Below are the entries; output exactly the lines from the one containing "Could you please point to the referee" through the final line, inclusive.

Records from a point labeling set:
○ ○ ○

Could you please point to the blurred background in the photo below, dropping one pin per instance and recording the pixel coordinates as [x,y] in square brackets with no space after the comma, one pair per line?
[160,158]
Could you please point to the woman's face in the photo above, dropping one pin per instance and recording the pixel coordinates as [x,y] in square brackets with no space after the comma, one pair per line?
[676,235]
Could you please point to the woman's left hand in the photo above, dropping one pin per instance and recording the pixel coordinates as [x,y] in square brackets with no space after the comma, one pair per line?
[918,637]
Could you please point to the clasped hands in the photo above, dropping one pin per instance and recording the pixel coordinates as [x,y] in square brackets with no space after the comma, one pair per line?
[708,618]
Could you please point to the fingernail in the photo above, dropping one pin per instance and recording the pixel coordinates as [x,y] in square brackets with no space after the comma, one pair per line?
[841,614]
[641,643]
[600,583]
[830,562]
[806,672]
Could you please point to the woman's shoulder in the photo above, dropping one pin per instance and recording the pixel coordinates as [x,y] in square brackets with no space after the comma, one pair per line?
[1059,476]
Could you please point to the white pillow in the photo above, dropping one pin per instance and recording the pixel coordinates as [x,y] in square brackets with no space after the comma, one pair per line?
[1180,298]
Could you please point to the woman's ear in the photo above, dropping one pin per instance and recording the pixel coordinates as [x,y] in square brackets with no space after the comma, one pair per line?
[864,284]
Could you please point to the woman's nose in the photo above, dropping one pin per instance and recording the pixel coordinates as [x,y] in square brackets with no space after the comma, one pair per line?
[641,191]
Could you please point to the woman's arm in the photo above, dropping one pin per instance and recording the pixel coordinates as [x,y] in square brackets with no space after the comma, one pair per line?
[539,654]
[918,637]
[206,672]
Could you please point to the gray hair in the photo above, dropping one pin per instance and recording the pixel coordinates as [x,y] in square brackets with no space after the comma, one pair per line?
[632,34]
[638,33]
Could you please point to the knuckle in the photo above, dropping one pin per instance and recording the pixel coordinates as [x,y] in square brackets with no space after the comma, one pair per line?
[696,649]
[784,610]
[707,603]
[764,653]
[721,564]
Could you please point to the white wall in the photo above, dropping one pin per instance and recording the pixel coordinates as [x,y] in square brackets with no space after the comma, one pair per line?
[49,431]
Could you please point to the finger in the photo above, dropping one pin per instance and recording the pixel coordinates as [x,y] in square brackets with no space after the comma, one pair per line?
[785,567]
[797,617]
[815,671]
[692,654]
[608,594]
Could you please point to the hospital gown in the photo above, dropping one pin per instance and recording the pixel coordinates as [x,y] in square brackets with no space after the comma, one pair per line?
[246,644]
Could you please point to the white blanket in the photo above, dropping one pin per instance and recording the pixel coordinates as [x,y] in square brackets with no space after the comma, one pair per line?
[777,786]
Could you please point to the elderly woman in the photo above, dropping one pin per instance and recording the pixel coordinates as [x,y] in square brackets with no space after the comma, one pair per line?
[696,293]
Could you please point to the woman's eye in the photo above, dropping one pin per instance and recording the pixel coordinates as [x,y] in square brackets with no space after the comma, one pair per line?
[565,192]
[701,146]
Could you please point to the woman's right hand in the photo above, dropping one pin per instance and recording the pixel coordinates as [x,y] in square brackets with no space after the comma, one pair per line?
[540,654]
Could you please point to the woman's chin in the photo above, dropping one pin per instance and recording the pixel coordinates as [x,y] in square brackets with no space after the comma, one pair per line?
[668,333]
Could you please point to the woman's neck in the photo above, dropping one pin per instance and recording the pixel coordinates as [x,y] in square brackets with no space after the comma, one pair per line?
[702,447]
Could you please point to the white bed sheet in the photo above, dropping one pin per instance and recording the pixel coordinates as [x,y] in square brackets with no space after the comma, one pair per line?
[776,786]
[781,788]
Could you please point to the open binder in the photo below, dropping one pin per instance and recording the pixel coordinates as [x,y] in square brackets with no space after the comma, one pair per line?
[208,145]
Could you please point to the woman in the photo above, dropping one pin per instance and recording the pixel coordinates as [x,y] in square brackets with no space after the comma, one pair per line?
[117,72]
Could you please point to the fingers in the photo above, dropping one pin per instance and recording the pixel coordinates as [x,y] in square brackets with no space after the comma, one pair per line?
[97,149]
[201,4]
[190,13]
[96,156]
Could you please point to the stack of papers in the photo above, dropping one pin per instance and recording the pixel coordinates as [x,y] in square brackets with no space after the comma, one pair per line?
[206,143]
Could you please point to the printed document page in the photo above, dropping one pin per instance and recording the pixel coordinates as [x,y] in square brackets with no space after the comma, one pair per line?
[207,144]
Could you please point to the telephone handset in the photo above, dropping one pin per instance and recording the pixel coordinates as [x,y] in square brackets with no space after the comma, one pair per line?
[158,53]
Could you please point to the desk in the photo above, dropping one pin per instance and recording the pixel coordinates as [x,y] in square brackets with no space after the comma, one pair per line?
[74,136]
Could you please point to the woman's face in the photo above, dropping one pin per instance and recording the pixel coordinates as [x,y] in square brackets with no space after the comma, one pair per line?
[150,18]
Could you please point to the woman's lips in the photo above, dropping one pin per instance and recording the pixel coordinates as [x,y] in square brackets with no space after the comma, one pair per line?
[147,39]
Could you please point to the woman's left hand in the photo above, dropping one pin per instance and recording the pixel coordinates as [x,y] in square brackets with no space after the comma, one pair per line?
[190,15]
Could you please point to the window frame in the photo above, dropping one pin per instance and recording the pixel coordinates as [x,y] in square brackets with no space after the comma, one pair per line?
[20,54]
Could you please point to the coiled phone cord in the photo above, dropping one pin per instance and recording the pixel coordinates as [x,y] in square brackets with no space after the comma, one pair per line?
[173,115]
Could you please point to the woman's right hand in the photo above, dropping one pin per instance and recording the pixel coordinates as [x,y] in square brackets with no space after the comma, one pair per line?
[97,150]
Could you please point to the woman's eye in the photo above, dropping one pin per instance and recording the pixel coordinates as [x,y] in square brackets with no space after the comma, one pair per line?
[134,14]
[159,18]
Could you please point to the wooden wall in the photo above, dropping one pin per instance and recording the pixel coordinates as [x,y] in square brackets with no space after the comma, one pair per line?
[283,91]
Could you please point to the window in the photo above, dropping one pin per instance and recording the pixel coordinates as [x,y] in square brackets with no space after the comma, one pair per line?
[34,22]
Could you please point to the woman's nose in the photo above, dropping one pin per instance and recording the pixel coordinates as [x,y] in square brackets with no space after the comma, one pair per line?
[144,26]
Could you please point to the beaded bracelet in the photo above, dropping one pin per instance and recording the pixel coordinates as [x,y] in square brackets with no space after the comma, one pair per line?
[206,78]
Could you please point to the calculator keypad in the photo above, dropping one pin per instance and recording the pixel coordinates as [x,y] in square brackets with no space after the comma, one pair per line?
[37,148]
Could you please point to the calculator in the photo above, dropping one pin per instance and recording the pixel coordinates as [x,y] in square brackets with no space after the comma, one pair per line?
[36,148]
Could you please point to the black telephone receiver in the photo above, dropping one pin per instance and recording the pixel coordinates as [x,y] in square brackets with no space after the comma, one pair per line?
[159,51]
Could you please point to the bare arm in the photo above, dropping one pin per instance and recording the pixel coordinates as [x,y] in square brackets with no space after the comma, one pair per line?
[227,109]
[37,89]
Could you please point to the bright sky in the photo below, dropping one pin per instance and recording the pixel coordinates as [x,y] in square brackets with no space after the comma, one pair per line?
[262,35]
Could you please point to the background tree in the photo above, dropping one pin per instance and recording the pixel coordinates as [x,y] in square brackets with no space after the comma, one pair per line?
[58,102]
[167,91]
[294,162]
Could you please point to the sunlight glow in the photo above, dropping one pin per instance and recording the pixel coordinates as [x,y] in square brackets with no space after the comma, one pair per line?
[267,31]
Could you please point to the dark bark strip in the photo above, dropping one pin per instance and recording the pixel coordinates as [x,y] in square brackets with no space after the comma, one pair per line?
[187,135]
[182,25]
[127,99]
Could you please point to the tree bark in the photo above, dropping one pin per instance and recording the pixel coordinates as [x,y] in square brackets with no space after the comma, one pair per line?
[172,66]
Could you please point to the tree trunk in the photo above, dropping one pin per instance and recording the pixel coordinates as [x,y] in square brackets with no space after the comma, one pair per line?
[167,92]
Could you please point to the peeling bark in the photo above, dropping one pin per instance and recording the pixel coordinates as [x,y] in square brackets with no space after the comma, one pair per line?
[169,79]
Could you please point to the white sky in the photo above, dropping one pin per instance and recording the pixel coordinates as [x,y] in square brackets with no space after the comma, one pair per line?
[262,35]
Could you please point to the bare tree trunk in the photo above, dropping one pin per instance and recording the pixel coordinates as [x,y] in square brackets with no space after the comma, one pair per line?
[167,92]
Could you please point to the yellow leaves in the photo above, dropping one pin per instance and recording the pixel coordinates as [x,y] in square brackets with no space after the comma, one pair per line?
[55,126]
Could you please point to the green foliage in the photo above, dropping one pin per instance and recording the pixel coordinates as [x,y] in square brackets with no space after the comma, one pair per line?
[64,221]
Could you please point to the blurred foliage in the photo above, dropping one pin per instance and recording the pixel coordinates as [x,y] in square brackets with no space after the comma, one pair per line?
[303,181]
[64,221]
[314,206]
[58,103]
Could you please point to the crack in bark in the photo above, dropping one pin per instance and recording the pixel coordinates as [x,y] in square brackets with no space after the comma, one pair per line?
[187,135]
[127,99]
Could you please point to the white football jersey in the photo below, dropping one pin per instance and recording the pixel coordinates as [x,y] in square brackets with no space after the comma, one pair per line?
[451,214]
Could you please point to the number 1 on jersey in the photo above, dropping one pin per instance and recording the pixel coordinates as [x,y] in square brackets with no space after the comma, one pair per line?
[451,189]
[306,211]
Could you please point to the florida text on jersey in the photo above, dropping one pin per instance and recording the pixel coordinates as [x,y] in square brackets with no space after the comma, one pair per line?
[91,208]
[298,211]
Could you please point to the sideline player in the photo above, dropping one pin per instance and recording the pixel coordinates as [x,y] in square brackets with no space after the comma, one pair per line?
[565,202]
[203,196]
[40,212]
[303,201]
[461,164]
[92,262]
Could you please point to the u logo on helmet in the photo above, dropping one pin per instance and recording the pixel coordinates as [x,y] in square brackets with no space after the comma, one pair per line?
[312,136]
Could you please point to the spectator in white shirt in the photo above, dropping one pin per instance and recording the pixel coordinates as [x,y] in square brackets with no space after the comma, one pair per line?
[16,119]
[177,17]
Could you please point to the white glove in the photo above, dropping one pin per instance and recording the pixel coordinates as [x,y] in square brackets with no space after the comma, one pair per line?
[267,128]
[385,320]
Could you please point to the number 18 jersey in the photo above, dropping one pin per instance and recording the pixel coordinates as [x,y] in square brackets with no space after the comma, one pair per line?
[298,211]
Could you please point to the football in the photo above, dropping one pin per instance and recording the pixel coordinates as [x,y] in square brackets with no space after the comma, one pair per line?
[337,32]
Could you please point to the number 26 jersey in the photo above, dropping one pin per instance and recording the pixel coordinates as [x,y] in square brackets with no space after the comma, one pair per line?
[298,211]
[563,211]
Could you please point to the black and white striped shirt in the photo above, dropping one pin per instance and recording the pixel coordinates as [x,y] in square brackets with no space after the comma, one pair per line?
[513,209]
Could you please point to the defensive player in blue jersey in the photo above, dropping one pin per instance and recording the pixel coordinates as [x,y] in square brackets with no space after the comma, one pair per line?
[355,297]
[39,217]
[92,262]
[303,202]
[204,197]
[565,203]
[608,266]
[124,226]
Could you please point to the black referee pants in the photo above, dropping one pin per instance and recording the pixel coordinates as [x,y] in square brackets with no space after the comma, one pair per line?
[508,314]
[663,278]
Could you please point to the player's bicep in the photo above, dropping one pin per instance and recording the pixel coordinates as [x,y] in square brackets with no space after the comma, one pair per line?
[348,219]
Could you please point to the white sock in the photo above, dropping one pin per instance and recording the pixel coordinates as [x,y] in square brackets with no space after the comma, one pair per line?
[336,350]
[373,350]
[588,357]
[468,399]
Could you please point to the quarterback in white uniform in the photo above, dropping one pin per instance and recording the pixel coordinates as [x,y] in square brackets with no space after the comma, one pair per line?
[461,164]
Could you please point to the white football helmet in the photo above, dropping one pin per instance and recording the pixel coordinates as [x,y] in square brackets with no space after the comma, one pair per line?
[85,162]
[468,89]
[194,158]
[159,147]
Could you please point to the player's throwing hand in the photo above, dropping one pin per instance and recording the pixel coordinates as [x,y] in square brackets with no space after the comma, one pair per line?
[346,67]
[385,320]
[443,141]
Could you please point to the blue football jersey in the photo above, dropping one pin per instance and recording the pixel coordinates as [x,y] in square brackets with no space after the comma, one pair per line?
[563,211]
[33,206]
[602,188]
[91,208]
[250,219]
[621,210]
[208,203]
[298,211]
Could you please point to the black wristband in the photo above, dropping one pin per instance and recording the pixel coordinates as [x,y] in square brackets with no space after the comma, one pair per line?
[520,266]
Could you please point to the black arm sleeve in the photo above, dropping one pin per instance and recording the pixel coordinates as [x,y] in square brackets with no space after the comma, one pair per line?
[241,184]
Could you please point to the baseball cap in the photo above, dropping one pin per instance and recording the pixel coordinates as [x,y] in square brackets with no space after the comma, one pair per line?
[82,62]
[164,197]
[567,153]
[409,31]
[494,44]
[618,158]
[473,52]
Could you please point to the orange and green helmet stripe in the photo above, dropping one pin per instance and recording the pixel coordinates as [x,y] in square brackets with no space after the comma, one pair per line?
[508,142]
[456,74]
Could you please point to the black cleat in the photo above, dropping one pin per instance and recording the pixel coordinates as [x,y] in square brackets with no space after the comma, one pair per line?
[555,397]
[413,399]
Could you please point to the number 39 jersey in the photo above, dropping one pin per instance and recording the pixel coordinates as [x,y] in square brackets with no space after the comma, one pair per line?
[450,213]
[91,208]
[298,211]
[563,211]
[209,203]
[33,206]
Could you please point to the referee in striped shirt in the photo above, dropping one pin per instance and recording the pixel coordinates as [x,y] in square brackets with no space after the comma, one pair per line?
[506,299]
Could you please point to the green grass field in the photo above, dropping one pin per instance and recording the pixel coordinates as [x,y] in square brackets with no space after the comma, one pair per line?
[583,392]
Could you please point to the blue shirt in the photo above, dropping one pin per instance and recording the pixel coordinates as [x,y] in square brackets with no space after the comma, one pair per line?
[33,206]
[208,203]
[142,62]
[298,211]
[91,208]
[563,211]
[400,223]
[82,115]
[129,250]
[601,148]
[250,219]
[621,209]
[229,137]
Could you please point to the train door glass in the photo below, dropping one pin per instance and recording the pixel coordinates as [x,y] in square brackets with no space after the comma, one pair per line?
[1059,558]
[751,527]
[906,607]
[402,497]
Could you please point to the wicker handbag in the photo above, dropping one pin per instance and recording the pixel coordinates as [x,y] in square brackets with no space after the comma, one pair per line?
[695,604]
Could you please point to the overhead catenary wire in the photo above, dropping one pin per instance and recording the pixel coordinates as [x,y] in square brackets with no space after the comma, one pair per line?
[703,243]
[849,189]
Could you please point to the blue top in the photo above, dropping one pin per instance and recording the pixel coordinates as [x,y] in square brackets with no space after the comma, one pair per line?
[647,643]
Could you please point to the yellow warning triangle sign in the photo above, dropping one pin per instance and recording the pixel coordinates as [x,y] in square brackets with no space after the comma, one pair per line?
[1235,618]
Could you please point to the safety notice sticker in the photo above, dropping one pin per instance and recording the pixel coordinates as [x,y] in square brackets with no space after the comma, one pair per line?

○ ○ ○

### Response
Could you please point to the referee in striped shirt in the photo above, dropping one pin per instance and recording the pixel coordinates as [x,y] in square brackets with no space after the comma, one pair per line?
[506,299]
Could you please point to the green grass field in the photo above, dropping one pin per instance and recording the pixel coordinates as [x,y] in square brackets with no space after the comma, one pair per line?
[583,392]
Could you please point to the blue shirt in the photo above, dropping one pin per instance and recording the pixel coordinates as [x,y] in square brackets with no space after the comma, one pair per line?
[33,206]
[208,203]
[142,62]
[298,211]
[91,208]
[563,211]
[400,223]
[82,115]
[129,250]
[601,148]
[250,219]
[621,209]
[229,137]
Could you please point to the train door glass in the photo below, dropping one pin per instance and recording the pixel coordinates as [x,y] in square brackets with no space after the comma, one pair per line?
[1059,558]
[751,527]
[906,607]
[402,497]
Could you please point to the wicker handbag in the photo above, dropping one pin per instance and recording the pixel coordinates as [x,y] in square brackets with no space after the comma, one pair per line?
[695,604]
Could you please point to the overhead catenary wire in the photo above, dropping one pin per instance and recording the pixel coordinates as [x,y] in square brackets with no space after the comma, one pair per line?
[703,243]
[849,189]
Could you please point to the blue top in the photo above, dropping one pin per instance and recording the pixel coordinates as [x,y] in square brackets with no space after the comma, one pair per line?
[647,643]
Could you please point to the yellow warning triangle sign in the photo above, dropping one pin per instance and recording the pixel coordinates as [x,y] in square brackets with no space after the comma, one pair per line?
[1235,618]
Could you please point to the safety notice sticker in the photo above, dropping one pin per instance and recording the pixel coordinates as [x,y] in square brackets with no space after the comma, one pair per line?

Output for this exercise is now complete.